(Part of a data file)

===

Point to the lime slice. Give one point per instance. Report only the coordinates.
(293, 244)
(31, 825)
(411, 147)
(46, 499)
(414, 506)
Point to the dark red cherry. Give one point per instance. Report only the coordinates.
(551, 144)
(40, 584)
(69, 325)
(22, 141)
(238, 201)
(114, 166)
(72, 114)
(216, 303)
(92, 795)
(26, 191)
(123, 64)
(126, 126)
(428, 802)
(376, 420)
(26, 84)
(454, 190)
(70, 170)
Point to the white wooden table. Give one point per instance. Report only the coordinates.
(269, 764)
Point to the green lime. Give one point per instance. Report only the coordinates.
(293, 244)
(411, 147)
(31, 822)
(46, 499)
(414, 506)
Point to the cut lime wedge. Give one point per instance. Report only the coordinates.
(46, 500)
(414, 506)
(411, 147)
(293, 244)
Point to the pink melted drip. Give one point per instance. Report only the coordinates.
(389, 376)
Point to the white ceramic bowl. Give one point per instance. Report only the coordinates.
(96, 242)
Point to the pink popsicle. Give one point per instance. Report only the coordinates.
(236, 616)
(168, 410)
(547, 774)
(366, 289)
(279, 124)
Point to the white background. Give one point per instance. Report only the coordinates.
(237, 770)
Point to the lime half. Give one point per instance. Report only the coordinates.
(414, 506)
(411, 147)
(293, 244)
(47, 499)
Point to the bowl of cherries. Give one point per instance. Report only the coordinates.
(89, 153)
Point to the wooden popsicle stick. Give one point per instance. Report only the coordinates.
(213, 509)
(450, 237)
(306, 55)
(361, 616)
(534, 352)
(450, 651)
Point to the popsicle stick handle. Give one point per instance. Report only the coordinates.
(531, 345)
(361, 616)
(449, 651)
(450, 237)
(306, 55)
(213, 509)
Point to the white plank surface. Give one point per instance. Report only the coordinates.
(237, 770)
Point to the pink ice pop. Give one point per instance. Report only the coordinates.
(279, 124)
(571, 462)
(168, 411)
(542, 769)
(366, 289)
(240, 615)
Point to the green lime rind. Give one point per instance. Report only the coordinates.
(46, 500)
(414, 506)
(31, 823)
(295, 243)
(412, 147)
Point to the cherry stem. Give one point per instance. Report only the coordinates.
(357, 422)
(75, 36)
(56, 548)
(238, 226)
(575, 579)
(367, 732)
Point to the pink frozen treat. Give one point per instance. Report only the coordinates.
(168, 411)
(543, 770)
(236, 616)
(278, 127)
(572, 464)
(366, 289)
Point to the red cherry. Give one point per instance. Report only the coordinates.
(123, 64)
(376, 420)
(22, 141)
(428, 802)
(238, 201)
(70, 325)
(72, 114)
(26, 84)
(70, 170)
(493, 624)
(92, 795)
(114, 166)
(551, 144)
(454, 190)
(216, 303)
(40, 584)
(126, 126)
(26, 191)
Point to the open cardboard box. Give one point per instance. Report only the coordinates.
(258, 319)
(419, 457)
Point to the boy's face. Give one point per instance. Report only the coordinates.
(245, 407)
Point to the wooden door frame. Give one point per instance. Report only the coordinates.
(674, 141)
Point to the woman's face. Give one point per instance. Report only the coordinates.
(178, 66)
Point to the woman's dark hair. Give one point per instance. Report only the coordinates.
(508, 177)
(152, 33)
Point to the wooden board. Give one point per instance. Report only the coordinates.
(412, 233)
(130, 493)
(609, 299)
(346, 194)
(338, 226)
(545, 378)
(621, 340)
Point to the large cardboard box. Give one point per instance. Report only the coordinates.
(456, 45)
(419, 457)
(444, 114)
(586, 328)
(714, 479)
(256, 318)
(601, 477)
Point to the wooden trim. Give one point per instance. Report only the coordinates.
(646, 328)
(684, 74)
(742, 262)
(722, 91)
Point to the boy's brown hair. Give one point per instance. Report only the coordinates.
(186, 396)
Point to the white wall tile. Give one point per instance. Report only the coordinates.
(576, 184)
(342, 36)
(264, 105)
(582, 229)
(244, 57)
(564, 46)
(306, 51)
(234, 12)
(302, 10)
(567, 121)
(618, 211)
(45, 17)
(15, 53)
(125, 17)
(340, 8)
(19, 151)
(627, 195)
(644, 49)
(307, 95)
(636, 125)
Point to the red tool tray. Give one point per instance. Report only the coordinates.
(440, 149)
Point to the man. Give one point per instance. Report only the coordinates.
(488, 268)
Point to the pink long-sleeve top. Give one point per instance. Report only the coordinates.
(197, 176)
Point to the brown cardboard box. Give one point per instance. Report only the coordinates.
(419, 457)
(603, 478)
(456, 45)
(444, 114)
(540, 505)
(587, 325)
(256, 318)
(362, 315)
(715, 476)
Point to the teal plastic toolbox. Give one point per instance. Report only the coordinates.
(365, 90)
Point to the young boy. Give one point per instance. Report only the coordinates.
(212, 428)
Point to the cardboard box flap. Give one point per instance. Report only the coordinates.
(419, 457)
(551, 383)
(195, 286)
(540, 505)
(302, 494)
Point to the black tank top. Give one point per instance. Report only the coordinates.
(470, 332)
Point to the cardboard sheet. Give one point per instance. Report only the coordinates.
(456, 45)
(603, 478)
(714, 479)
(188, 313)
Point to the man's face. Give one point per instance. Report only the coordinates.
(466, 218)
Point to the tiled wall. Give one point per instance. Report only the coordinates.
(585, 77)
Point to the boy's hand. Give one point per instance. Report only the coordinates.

===

## What is required
Copy out every line of the records above without any alteration.

## Reply to the task
Point to the lime slice. Give one point per instance. Report only the coordinates.
(293, 244)
(31, 825)
(411, 147)
(46, 499)
(414, 506)
Point to the dark red cherry. Give one point per instance. Report only the coordinates.
(551, 144)
(40, 584)
(69, 325)
(22, 141)
(238, 201)
(114, 166)
(72, 114)
(216, 303)
(92, 795)
(26, 191)
(123, 64)
(126, 126)
(428, 802)
(376, 420)
(26, 84)
(454, 190)
(70, 170)
Point to the white wooden table. Give one point per instance. Report only the coordinates.
(269, 764)
Point to the green lime. Give one point per instance. Report only the coordinates.
(293, 244)
(411, 147)
(31, 822)
(46, 499)
(414, 506)
Point to the cut lime wedge. Give one point per instance. Report only the coordinates.
(46, 500)
(414, 506)
(411, 147)
(293, 244)
Point to the pink melted drip. Give one point per instance. Report only the coordinates.
(389, 376)
Point to the white ceramic bowl. Give one point per instance. Report only the coordinates.
(96, 242)
Point to the pink popsicle. Give one point per instance. Report only the coordinates.
(236, 616)
(168, 410)
(547, 774)
(366, 289)
(279, 124)
Point to the white background. Give one point per instance. Report only the coordinates.
(237, 770)
Point to the lime half. Give one point per instance. Report only the coordinates.
(414, 506)
(411, 147)
(293, 244)
(47, 499)
Point to the bowl of cherries. Give one point per instance. Report only the coordinates.
(89, 153)
Point to the wooden popsicle stick. Give one point per instance. Report only the coordinates.
(213, 509)
(450, 237)
(306, 55)
(361, 616)
(534, 352)
(450, 651)
Point to the popsicle stick handle. Give one point per instance. Report only the coordinates.
(531, 345)
(361, 616)
(449, 651)
(450, 237)
(306, 55)
(213, 509)
Point to the white plank surface. Give one point per instance. Report only the coordinates.
(237, 770)
Point to the pink ice pop. Give one point per instance. Report only the coordinates.
(279, 124)
(571, 462)
(168, 411)
(542, 769)
(366, 289)
(240, 615)
Point to the green lime rind. Give one point per instance. Report only the coordinates.
(46, 500)
(414, 506)
(31, 823)
(295, 243)
(412, 147)
Point to the cherry stem. Give one point per instance. Report only the coordinates.
(357, 422)
(75, 36)
(56, 548)
(238, 226)
(575, 579)
(367, 732)
Point to the pink frozen treat. Give one point per instance. Report only the coordinates.
(168, 411)
(543, 770)
(236, 616)
(278, 127)
(572, 464)
(366, 289)
Point to the red cherry. Give one point per instance. Report only the coordinates.
(123, 64)
(376, 420)
(22, 141)
(428, 802)
(238, 201)
(70, 325)
(72, 114)
(26, 84)
(70, 170)
(493, 624)
(92, 795)
(114, 166)
(551, 144)
(454, 190)
(216, 303)
(40, 584)
(126, 126)
(26, 191)
Point to the open cardboard box. Give one point per instance. Report only the coordinates.
(258, 319)
(419, 457)
Point to the boy's face. Give one point per instance. Report only the coordinates.
(245, 407)
Point to the wooden door frame. Give one point per instance. Report only the coordinates.
(674, 141)
Point to the woman's face. Give one point per instance. Report only the coordinates.
(178, 66)
Point to the woman's dark hair. Give one point per instance. Report only the coordinates.
(508, 177)
(152, 33)
Point to the wooden board. Give one point per instance. Report only the coordinates.
(412, 233)
(130, 493)
(609, 299)
(346, 194)
(338, 226)
(545, 378)
(621, 340)
Point to the large cardboard box. Give one point per instance. Report only the coordinates.
(456, 45)
(419, 457)
(444, 114)
(586, 328)
(714, 479)
(256, 318)
(601, 477)
Point to the wooden trim. Give one point per instance. Report only the coordinates.
(646, 328)
(684, 74)
(742, 262)
(722, 91)
Point to the boy's brown hair. Give one point per instance. Report only the coordinates.
(186, 396)
Point to the white wall tile. Give one point per instance. Report only the coordinates.
(576, 184)
(342, 36)
(264, 105)
(582, 229)
(244, 57)
(564, 46)
(306, 51)
(234, 12)
(302, 10)
(567, 121)
(618, 211)
(45, 17)
(15, 53)
(125, 17)
(340, 8)
(19, 151)
(627, 195)
(644, 49)
(307, 95)
(636, 125)
Point to the red tool tray. Give one point per instance. Report only the coordinates.
(440, 149)
Point to the man. Give one point per instance. Report only the coordinates.
(488, 268)
Point to the pink long-sleeve top. Give one point per instance. Report only the coordinates.
(197, 176)
Point to the brown cardboard box. Give one point per instance. Report only the coordinates.
(419, 457)
(603, 478)
(456, 45)
(444, 114)
(540, 505)
(587, 325)
(256, 318)
(362, 315)
(715, 476)
Point to the teal plastic toolbox. Give one point per instance. Report only the coordinates.
(365, 90)
Point to the young boy. Give one point per instance. Report only the coordinates.
(212, 428)
Point to the cardboard box flap. Give one point per instance. Report only the coordinates.
(419, 457)
(551, 383)
(195, 286)
(540, 505)
(302, 494)
Point to the black tank top. Give one point per instance. Report only the coordinates.
(470, 332)
Point to the cardboard sheet. Give one point per instance. Report only the coordinates.
(456, 45)
(603, 478)
(714, 479)
(188, 313)
Point to the man's face. Give one point per instance. Report only the coordinates.
(466, 218)
Point to the tiled wall. Give one point per instance. Report only the coordinates.
(585, 77)
Point to the boy's hand. Give one point per instance. Report only the coordinates.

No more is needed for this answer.